DIRECTIONS FOR THIS TASK: Copy all data exactly. Skip pictures.

[Stored data entries]

::::

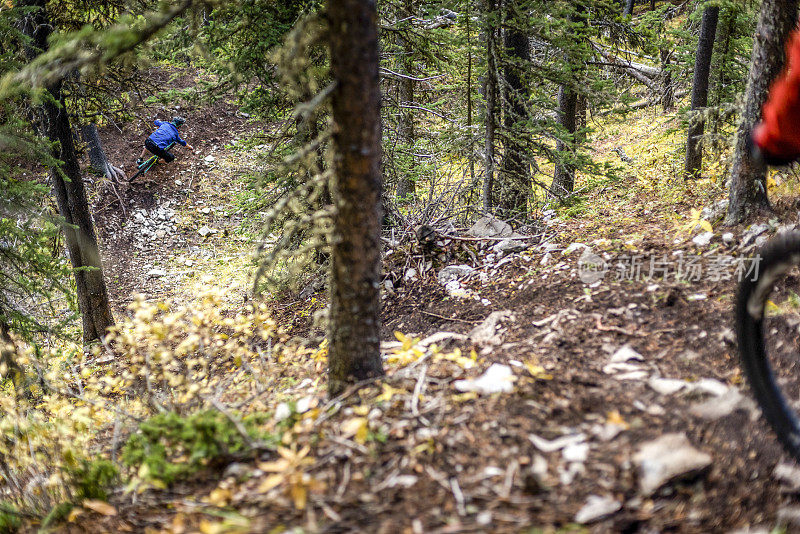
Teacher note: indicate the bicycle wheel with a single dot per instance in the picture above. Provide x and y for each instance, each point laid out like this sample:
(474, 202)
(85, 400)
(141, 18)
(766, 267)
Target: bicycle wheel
(768, 332)
(145, 167)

::::

SOLUTION TO THIS TASK:
Teacher note: indicate the bicycle wheel with a single dot per instance in the picture above. Provide x and y for each instance, each point laid out like this sample:
(474, 202)
(85, 400)
(141, 18)
(766, 267)
Target: bicycle wheel
(768, 332)
(145, 167)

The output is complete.